Task statement: Swap "layout" for "format" everywhere in the material below, changing nothing else, and leave the pictures out of your answer.

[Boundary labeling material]
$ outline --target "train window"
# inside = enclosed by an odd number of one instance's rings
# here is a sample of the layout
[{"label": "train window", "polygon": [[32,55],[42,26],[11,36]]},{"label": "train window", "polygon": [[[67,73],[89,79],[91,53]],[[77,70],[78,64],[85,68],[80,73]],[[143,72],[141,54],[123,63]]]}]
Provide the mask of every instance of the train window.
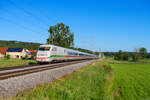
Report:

Complete response:
$ outline --target "train window"
# inside = enclosed by an odd number of one instance's rings
# here is a sample of the format
[{"label": "train window", "polygon": [[32,55],[42,26],[11,36]]},{"label": "train window", "polygon": [[[67,73],[89,79],[91,53]],[[77,70],[78,64],[85,68],[80,73]],[[143,72],[141,54],[123,63]]]}]
Provide the mask of every instance of the train window.
Report:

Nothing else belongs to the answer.